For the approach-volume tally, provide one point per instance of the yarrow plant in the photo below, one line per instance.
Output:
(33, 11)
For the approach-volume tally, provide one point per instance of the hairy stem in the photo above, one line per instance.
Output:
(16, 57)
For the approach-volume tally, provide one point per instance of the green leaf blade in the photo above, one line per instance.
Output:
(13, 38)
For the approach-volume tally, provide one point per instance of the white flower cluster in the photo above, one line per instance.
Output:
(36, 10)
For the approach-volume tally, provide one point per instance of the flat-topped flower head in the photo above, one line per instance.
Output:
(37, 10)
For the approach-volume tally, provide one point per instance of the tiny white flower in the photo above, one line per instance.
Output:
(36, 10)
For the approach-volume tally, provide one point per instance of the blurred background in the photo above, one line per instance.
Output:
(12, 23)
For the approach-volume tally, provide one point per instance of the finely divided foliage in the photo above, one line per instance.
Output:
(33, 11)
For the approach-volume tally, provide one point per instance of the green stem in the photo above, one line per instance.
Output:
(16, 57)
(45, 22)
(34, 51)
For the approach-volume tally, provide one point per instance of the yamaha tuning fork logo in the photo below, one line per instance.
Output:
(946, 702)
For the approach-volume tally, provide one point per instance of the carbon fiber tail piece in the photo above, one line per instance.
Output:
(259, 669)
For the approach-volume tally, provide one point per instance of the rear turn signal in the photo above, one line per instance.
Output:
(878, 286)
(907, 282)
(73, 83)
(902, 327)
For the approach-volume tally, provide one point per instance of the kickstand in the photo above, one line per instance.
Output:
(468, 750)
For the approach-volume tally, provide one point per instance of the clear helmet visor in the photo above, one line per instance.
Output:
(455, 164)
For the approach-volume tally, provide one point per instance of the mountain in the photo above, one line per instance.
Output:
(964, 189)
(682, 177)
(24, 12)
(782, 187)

* [INSTRUCTIONS FOR THE TASK]
After identifying the lines above that contain "stem", copy each one.

* [RESPONSE TO THIS TASK]
For the approach-volume tally, provide one point per instance of the hairy stem in the photo above, one line per instance.
For the approach-volume tally, provide one point per instance of the green stem in the photo above, one line per instance.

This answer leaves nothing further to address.